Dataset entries
····················

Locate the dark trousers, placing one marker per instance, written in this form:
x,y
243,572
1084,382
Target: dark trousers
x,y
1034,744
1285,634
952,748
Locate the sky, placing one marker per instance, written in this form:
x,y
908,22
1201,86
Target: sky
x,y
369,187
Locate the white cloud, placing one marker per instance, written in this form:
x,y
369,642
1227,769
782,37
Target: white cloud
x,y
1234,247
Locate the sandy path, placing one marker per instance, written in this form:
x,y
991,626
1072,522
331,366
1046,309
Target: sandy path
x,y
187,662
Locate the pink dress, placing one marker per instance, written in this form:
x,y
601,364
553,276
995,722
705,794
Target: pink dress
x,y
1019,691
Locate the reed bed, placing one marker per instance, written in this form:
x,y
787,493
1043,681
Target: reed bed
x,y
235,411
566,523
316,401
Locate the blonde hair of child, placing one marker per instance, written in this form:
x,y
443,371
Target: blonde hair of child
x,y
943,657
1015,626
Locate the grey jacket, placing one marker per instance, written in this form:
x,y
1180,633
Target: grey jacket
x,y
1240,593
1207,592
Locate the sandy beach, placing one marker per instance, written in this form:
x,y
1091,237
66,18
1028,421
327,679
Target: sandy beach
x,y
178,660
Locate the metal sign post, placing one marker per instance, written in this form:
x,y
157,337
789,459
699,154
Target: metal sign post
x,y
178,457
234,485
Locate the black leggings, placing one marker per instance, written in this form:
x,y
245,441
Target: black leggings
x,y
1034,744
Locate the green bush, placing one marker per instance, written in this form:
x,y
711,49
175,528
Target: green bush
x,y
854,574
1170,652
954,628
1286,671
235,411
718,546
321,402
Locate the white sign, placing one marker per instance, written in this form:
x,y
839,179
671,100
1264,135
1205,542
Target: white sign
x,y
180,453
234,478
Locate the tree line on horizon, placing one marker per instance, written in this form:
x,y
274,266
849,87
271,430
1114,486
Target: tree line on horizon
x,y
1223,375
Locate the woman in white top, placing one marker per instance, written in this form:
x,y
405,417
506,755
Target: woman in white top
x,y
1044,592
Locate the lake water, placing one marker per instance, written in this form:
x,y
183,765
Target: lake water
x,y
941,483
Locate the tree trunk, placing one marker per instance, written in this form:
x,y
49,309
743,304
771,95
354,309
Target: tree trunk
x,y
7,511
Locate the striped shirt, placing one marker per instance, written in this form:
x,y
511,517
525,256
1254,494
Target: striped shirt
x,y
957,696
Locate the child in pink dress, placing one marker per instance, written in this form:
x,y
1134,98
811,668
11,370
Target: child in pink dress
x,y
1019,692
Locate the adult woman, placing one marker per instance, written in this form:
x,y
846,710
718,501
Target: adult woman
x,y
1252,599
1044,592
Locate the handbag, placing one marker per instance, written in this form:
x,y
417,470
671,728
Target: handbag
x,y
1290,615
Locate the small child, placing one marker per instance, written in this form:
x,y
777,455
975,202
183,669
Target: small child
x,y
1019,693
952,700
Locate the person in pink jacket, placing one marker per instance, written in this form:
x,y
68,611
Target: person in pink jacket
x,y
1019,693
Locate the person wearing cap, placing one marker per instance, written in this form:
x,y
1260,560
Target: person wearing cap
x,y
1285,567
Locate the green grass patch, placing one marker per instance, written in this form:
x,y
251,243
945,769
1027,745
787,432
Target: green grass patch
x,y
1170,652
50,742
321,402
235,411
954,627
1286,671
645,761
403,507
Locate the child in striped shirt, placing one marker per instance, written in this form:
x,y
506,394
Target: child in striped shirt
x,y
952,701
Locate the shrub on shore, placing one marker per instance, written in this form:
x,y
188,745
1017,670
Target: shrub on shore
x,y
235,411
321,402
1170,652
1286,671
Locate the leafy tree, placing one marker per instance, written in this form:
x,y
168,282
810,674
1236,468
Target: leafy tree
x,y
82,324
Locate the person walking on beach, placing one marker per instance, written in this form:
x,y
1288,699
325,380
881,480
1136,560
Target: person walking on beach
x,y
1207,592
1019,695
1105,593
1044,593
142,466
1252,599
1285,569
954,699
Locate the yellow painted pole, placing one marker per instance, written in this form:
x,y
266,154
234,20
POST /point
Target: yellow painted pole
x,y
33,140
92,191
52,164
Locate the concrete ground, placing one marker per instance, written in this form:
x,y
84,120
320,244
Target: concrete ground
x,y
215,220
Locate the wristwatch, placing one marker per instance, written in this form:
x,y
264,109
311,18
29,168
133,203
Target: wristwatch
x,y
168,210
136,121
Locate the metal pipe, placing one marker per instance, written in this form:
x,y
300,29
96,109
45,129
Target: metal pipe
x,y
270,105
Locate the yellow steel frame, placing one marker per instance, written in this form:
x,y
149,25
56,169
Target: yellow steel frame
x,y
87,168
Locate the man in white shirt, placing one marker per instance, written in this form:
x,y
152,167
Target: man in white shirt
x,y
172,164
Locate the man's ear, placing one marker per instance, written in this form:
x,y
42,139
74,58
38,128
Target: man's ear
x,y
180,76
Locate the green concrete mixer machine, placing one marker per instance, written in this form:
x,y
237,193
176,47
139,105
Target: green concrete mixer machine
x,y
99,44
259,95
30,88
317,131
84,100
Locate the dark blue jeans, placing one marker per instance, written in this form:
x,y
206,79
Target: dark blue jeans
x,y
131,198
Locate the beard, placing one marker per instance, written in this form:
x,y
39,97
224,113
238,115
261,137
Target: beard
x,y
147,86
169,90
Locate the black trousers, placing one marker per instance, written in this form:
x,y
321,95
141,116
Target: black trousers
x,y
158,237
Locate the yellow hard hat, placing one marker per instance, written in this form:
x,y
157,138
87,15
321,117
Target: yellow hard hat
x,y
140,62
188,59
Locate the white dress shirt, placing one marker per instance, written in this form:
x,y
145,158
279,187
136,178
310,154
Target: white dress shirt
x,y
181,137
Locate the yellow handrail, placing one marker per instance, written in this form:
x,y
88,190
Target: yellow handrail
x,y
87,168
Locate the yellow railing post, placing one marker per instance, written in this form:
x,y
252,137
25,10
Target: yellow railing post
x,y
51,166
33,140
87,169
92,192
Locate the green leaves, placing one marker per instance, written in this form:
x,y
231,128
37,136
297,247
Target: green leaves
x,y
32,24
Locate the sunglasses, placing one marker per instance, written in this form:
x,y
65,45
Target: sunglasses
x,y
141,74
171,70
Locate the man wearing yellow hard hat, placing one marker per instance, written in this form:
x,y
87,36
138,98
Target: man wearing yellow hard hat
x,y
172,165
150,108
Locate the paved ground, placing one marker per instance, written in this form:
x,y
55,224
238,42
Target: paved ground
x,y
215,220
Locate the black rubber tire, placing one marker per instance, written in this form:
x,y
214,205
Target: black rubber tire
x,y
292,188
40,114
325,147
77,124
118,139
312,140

····················

Your answer should consist of every record, printed exactly as given.

Solved problem -
Locate the dark trousers, placing one marker per instance, written in this form:
x,y
243,572
1084,382
Target: dark trousers
x,y
1034,744
1285,634
952,748
Locate the sky, placing one marker per instance, written in this form:
x,y
908,22
1201,86
Target: sky
x,y
369,187
Locate the white cloud, placing one marker per instance, written in this form:
x,y
369,642
1227,769
782,37
Target: white cloud
x,y
1234,247
Locate the sandy path, placing one marker per instance, written in this form:
x,y
991,626
1072,522
331,366
1046,309
Target: sandy path
x,y
187,662
Locate the pink dress, placing one marker per instance, written in this form:
x,y
601,364
553,276
995,722
705,794
Target: pink dress
x,y
1019,691
Locate the reed bed, placing one marker per instance, written in this form:
x,y
787,493
1043,681
Target: reed bed
x,y
235,411
566,523
316,401
Locate the blonde hair of child, placing one marker per instance, written in this form:
x,y
443,371
Target: blonde hair of child
x,y
943,657
1015,626
Locate the grey jacket, placing one marker per instance, written in this form:
x,y
1180,633
Target: grey jacket
x,y
1240,593
1207,592
Locate the sandy beach, placing one marker per instance, written in this form:
x,y
1091,237
66,18
1028,421
327,679
Target: sandy beach
x,y
178,660
Locate the metal sign post, placing one marker per instance, written in this form:
x,y
157,337
789,459
699,154
Target: metal sign post
x,y
178,457
234,485
Locate the black leggings, placing one marker per instance, written in this form:
x,y
245,441
Target: black leggings
x,y
1034,744
Locate the green bush, placing one marker per instance, written in this form:
x,y
711,49
175,528
Target: green bush
x,y
854,574
1170,652
954,628
1286,671
235,411
718,546
321,402
Locate the white sign, placing one marker per instance, written in this form:
x,y
839,179
671,100
1264,135
1205,542
Target: white sign
x,y
180,453
234,478
Locate the tree line on horizon, placing one marker per instance, written in this form:
x,y
274,266
849,87
271,430
1114,486
Target: tree line on horizon
x,y
1223,375
Locate the woman in white top, placing one marker per instance, written in this form:
x,y
405,417
506,755
Target: woman in white top
x,y
1044,592
Locate the lake water, placing one marker per instance, written in this form:
x,y
183,765
Target: lake water
x,y
941,483
Locate the tree trunk, placing one marker per instance, written in this form:
x,y
49,309
743,304
771,95
354,309
Target: tree trunk
x,y
7,511
Locate the striped shirt, placing one marker per instance, written in this form:
x,y
511,517
525,256
1254,494
Target: striped shirt
x,y
957,696
Locate the child in pink dress, placing one marker per instance, written in this form:
x,y
1134,98
811,668
11,370
Target: child in pink dress
x,y
1019,692
Locate the adult woman, placing one marker per instance, written in this form:
x,y
846,710
718,501
Target: adult woman
x,y
1252,599
1044,592
Locate the handbag, placing one marker per instance, written in this form:
x,y
417,470
671,728
Target: handbag
x,y
1290,615
Locate the small child, placing one marker per instance, written in this form:
x,y
777,455
975,202
183,669
Target: small child
x,y
1019,693
952,700
Locate the person in pink jacket, placing one marker per instance, written in this form:
x,y
68,611
Target: person in pink jacket
x,y
1019,693
Locate the person wearing cap, placing one marker per instance, written in this form:
x,y
1260,560
Target: person wearing cap
x,y
1285,567
Locate the green grass patch, placing one marker per instance, written in this form:
x,y
251,243
945,769
1027,745
787,432
Target: green grass patch
x,y
1170,652
50,742
321,402
235,411
954,627
1286,671
645,761
403,507
Locate the child in striped shirt, placing one marker per instance, written in this form:
x,y
506,394
Target: child in striped shirt
x,y
952,701
Locate the shrub on shore, placing one marker per instance, written in this form:
x,y
188,745
1017,670
Target: shrub on shore
x,y
235,411
321,402
1170,652
1286,671
Locate the leafy tree, placing one marker per instance, written in this form:
x,y
168,282
810,674
1236,468
Target: leafy tree
x,y
82,324
Locate the person walking on beach, placing one marker per instance, written in this form:
x,y
1288,699
325,380
881,480
1136,560
Target: person walking on beach
x,y
1207,592
1019,695
1105,593
1044,593
142,466
1252,599
1285,569
954,699
Locate the yellow painted pole, placing one marker per instance, written in this form:
x,y
266,154
234,20
POST /point
Target: yellow painted pole
x,y
33,140
92,191
52,164
Locate the concrete ground, placing one marker per instance, written in this form:
x,y
84,120
320,244
Target: concrete ground
x,y
215,220
Locate the wristwatch, placing one marker per instance, written in this form:
x,y
264,109
311,18
29,168
133,203
Target: wristwatch
x,y
168,210
136,121
Locate the metal pipe, placing one marker per instance, written in this form:
x,y
300,29
96,109
45,129
Target: metal pipe
x,y
270,105
Locate the yellow steel frame, placing one marker per instance, written in this form:
x,y
149,25
56,169
Target: yellow steel frame
x,y
87,168
Locate the man in white shirt, placing one marker per instance, written in this form:
x,y
152,167
Target: man in white shirt
x,y
172,164
Locate the man's ear, placing one marker per instance, written in this form:
x,y
42,139
74,58
38,128
Target: man's ear
x,y
180,76
Locate the green concrete mixer machine, placing one marker per instance, written in this form:
x,y
237,193
176,47
139,105
Target: green concrete mixer machine
x,y
99,44
259,95
30,88
317,131
84,100
Locate the dark blue jeans, placing one marker per instance, written in this form:
x,y
206,79
Target: dark blue jeans
x,y
131,198
Locate the beard, placing one marker per instance, written in this form:
x,y
39,97
224,113
238,115
261,137
Target: beard
x,y
147,86
169,90
Locate the black trousers, placing one marker per instance, written in this form:
x,y
321,95
141,116
Target: black trousers
x,y
158,237
Locate the yellow hard hat, placing one marker per instance, written in this form:
x,y
157,138
87,15
321,117
Target: yellow hard hat
x,y
140,62
188,59
Locate the white dress shirt, placing one marker per instance, written in this form:
x,y
145,158
279,187
136,178
310,154
Target: white dress shirt
x,y
181,137
Locate the yellow handrail, placing one marker per instance, written in this form:
x,y
88,190
Target: yellow handrail
x,y
87,168
Locate the yellow railing post, placing one marker per instance, written in this form:
x,y
252,137
25,10
Target: yellow railing post
x,y
51,166
33,140
87,169
92,192
Locate the green leaves, placing one marker per instance, written in this form:
x,y
231,128
37,136
297,247
Target: green leaves
x,y
32,24
Locate the sunglasses, placing one marker per instance, written in this form:
x,y
65,45
Target: sunglasses
x,y
141,74
171,70
Locate the man wearing yellow hard hat, placing one marker per instance, written in this form:
x,y
87,36
138,98
Target: man wearing yellow hard hat
x,y
172,165
150,108
Locate the paved ground, placing one marker per instance, written in this form:
x,y
55,224
238,42
Target: paved ground
x,y
215,220
Locate the black rubber tire, placing one marker per instance, written in this form:
x,y
214,205
Target: black rubber tire
x,y
292,188
40,114
325,147
77,124
118,139
312,140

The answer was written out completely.